Please leave out pictures and print exactly the lines from the one that has "Phrase: lichen patch on brick" through the last line of the material below.

################

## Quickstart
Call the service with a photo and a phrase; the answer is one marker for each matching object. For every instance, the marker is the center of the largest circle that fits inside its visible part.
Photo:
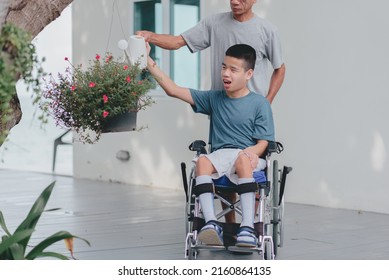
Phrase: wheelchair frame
(268, 222)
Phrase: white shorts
(224, 162)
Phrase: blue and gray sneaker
(246, 237)
(211, 234)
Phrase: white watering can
(134, 50)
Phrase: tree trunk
(32, 16)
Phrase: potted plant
(107, 91)
(14, 246)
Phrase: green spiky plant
(14, 246)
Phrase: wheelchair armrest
(198, 146)
(274, 147)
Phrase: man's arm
(167, 84)
(276, 81)
(165, 41)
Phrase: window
(170, 17)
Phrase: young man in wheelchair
(242, 124)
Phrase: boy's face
(239, 7)
(234, 75)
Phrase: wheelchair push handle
(198, 146)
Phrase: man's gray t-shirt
(236, 122)
(222, 31)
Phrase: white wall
(332, 111)
(329, 114)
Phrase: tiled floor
(136, 222)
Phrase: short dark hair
(245, 52)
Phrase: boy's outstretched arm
(167, 84)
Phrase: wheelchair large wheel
(277, 209)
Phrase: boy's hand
(148, 48)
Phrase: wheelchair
(268, 223)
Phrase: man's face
(234, 75)
(239, 7)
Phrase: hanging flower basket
(106, 93)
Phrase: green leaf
(8, 242)
(2, 223)
(61, 235)
(33, 216)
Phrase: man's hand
(145, 34)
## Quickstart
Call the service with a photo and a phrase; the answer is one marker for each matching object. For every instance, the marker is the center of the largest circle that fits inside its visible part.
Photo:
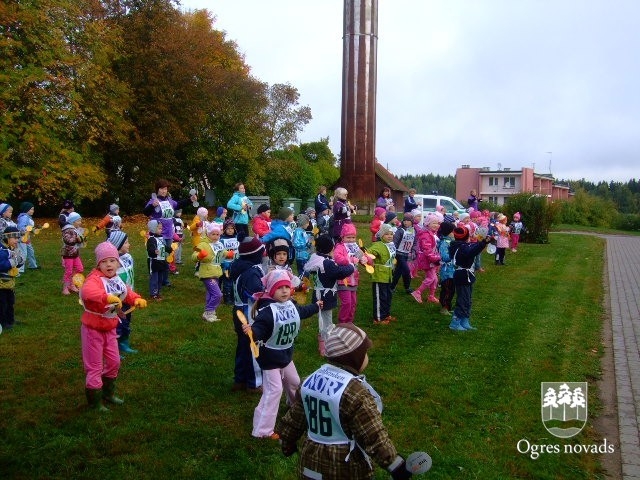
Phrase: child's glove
(113, 300)
(140, 303)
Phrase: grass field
(467, 398)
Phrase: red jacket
(94, 298)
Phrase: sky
(548, 84)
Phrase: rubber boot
(321, 347)
(464, 323)
(108, 391)
(123, 345)
(94, 399)
(455, 324)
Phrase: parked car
(430, 202)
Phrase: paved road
(623, 266)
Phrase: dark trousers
(246, 369)
(401, 270)
(447, 289)
(381, 300)
(463, 301)
(7, 301)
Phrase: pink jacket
(342, 256)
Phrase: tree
(58, 99)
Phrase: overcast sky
(553, 84)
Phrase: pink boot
(321, 349)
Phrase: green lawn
(467, 398)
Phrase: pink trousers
(273, 383)
(348, 302)
(100, 355)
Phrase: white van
(430, 202)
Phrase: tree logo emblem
(564, 407)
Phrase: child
(230, 242)
(161, 207)
(102, 296)
(379, 216)
(210, 253)
(325, 273)
(280, 227)
(67, 208)
(5, 217)
(11, 260)
(325, 222)
(404, 239)
(198, 225)
(72, 240)
(347, 252)
(349, 415)
(120, 240)
(111, 222)
(462, 253)
(428, 259)
(447, 268)
(246, 274)
(178, 227)
(342, 210)
(156, 258)
(384, 252)
(502, 242)
(262, 222)
(276, 324)
(476, 220)
(25, 220)
(221, 215)
(302, 241)
(516, 228)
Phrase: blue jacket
(235, 204)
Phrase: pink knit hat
(348, 229)
(106, 250)
(276, 279)
(214, 227)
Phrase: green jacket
(385, 254)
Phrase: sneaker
(380, 322)
(417, 296)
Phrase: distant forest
(625, 196)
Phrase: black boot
(108, 390)
(94, 399)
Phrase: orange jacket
(94, 299)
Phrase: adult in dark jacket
(246, 274)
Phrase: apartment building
(497, 186)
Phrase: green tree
(59, 101)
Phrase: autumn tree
(59, 101)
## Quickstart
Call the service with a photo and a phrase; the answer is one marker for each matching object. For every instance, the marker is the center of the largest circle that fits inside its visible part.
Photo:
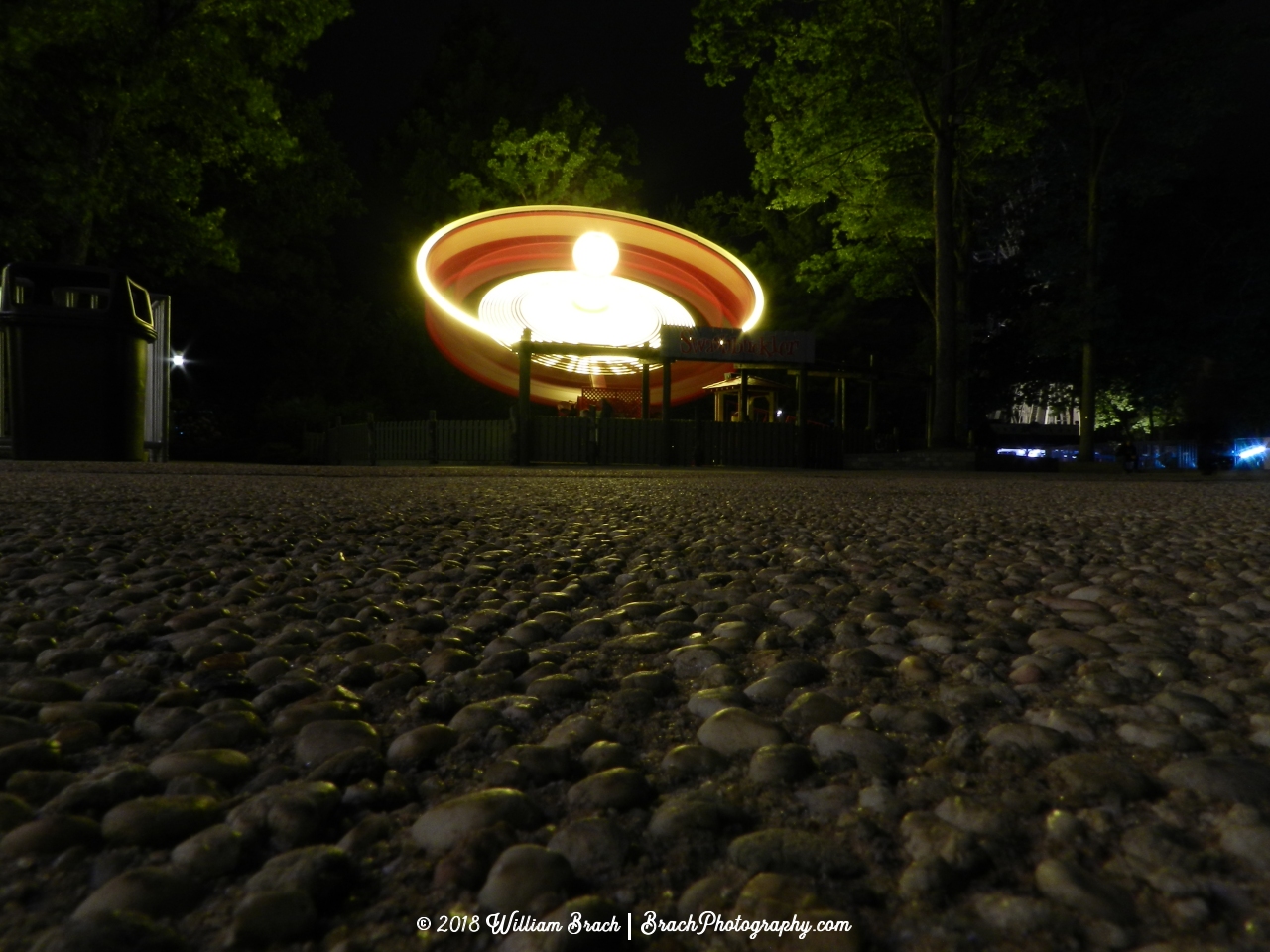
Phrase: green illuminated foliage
(566, 162)
(883, 116)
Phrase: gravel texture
(300, 708)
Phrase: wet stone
(475, 719)
(1030, 738)
(606, 754)
(594, 847)
(150, 890)
(703, 703)
(792, 852)
(690, 761)
(14, 811)
(36, 754)
(444, 825)
(834, 739)
(557, 689)
(158, 821)
(14, 730)
(1229, 778)
(616, 788)
(321, 873)
(229, 769)
(421, 747)
(810, 711)
(738, 731)
(98, 793)
(239, 730)
(575, 731)
(1157, 737)
(1014, 915)
(287, 815)
(51, 834)
(1089, 777)
(37, 787)
(320, 740)
(780, 763)
(166, 722)
(693, 814)
(1071, 887)
(971, 817)
(349, 767)
(211, 852)
(109, 932)
(521, 875)
(266, 918)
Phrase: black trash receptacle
(73, 362)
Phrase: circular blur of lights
(572, 307)
(594, 253)
(580, 277)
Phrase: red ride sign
(726, 345)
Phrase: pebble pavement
(300, 708)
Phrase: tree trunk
(944, 416)
(1088, 393)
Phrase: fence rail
(584, 440)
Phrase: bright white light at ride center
(594, 253)
(570, 307)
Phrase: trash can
(72, 359)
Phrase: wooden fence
(583, 440)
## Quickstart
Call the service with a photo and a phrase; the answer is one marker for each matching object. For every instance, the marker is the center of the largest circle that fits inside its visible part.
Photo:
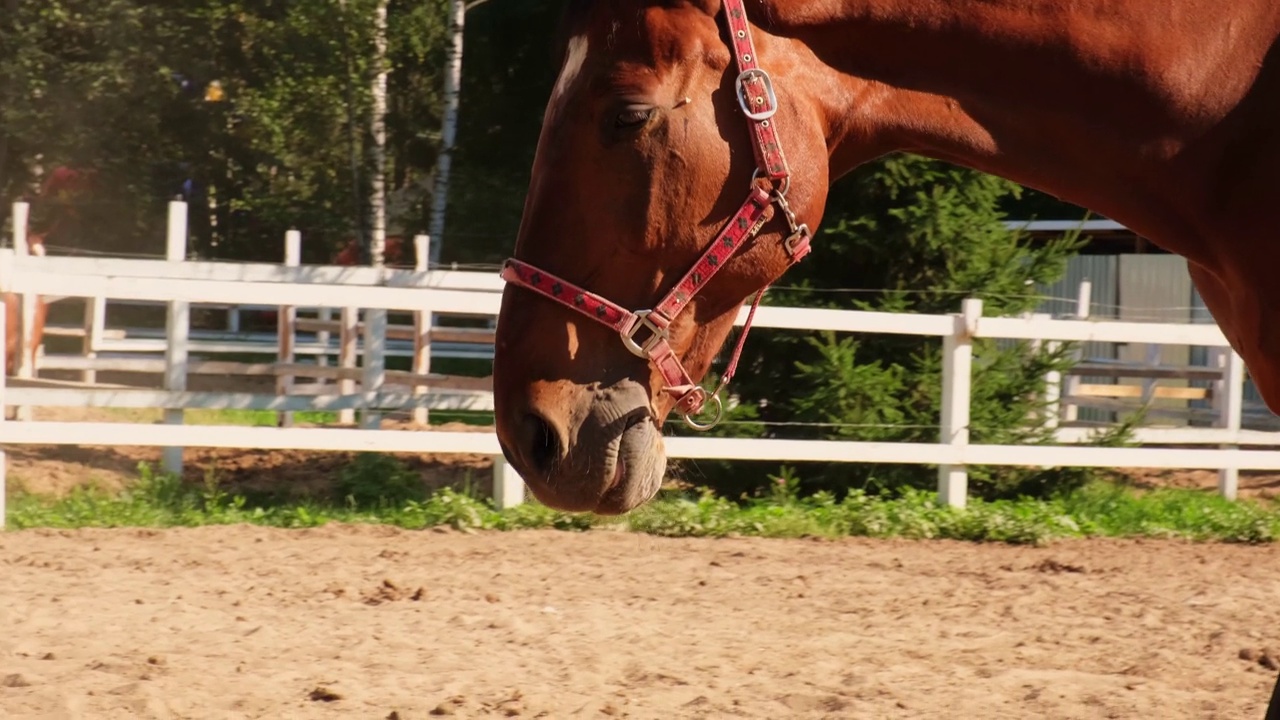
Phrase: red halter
(758, 103)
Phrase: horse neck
(1088, 100)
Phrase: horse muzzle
(585, 450)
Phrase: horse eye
(632, 117)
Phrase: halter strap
(757, 99)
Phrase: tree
(904, 235)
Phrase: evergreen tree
(904, 235)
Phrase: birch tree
(449, 123)
(378, 183)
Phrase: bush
(905, 235)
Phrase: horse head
(636, 247)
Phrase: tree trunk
(449, 127)
(378, 126)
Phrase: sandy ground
(347, 621)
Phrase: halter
(757, 99)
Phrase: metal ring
(714, 420)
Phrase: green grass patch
(376, 490)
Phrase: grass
(378, 491)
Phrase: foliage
(254, 110)
(1093, 510)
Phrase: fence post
(956, 381)
(95, 327)
(421, 332)
(1052, 379)
(177, 331)
(1072, 386)
(286, 326)
(375, 364)
(27, 301)
(347, 333)
(1229, 396)
(508, 490)
(4, 458)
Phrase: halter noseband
(758, 101)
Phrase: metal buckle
(657, 335)
(745, 103)
(713, 422)
(794, 238)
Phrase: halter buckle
(798, 242)
(718, 413)
(656, 335)
(745, 103)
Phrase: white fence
(179, 283)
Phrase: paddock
(371, 621)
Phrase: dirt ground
(347, 621)
(371, 621)
(56, 469)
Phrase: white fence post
(347, 338)
(956, 383)
(27, 305)
(95, 327)
(508, 490)
(1229, 396)
(286, 326)
(4, 458)
(177, 331)
(375, 364)
(1052, 379)
(421, 332)
(1072, 386)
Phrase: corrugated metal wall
(1061, 300)
(1139, 288)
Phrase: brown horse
(13, 317)
(1164, 115)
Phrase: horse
(636, 247)
(13, 317)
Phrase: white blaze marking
(574, 58)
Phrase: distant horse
(13, 317)
(1162, 114)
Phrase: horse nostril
(542, 442)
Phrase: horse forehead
(648, 33)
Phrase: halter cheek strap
(647, 333)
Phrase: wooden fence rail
(425, 294)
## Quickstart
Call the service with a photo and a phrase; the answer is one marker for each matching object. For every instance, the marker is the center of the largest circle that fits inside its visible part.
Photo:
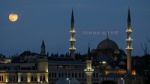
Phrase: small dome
(107, 44)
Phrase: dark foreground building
(106, 64)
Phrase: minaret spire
(72, 37)
(43, 51)
(129, 42)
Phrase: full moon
(13, 17)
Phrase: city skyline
(50, 21)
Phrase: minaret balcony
(72, 31)
(129, 30)
(129, 39)
(72, 39)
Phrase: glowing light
(134, 72)
(13, 17)
(104, 62)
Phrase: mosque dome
(107, 44)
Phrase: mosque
(106, 64)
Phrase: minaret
(43, 52)
(72, 40)
(89, 71)
(129, 42)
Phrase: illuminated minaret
(43, 52)
(129, 42)
(72, 37)
(89, 69)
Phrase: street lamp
(68, 79)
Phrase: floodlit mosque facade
(107, 64)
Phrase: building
(106, 64)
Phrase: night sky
(49, 20)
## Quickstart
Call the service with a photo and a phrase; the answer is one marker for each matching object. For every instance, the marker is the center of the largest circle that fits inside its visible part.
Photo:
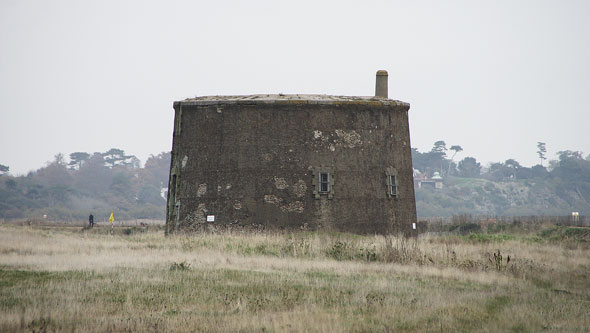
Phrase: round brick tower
(336, 163)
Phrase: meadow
(134, 278)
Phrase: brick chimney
(381, 84)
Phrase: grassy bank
(137, 279)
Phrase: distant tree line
(95, 183)
(505, 187)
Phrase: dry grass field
(58, 278)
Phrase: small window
(392, 185)
(324, 182)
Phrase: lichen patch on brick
(349, 139)
(299, 188)
(293, 207)
(280, 183)
(201, 190)
(272, 199)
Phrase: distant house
(422, 181)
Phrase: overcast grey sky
(492, 76)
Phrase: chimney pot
(381, 84)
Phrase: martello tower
(339, 163)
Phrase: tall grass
(69, 279)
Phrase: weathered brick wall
(253, 165)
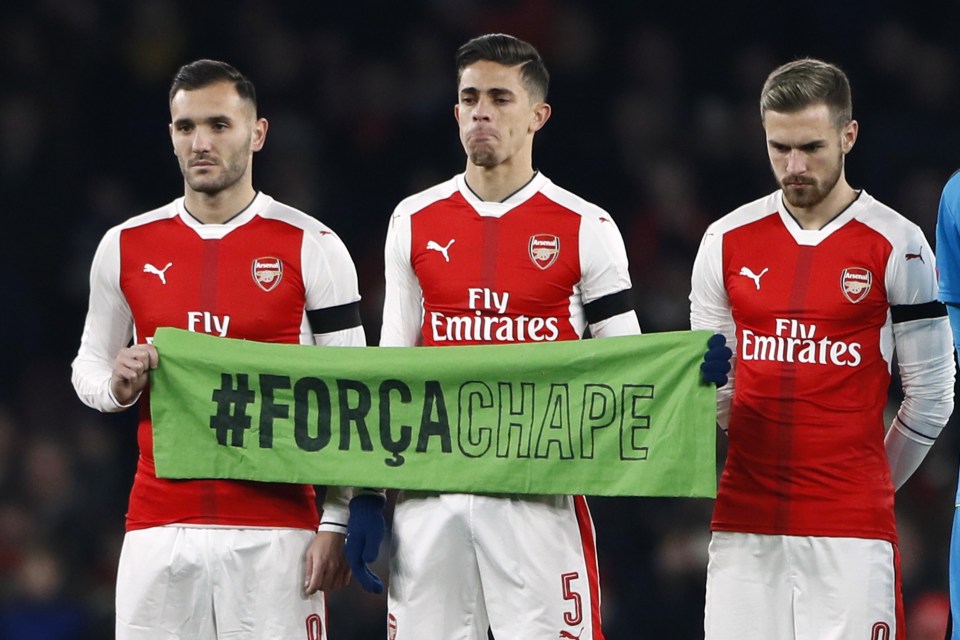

################

#### Response to this task
Phrase: lichen patch on brick
(349, 139)
(299, 188)
(293, 207)
(280, 183)
(201, 190)
(272, 199)
Phrase: distant house
(422, 181)
Phrase: overcast grey sky
(492, 76)
Phrase: chimney pot
(381, 84)
Phrase: martello tower
(339, 163)
Phrase: tall grass
(69, 279)
Phrase: weathered brick wall
(253, 165)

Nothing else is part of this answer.